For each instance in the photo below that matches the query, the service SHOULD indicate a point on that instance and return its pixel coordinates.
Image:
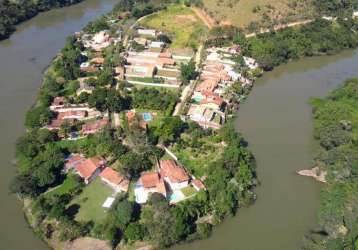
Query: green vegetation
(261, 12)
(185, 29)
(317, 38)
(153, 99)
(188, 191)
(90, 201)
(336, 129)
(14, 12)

*WHAT IS REQUIRED:*
Everything in the records above is to be copied exactly, except the pictures.

*SOLUTION FOR THIS TASK:*
For each instance in the photo below that matches the query, the service SHOULD indicate a point on that instance and return its pixel coordinates.
Image:
Query: green vegetation
(261, 12)
(185, 29)
(317, 38)
(153, 99)
(188, 191)
(90, 201)
(336, 129)
(14, 12)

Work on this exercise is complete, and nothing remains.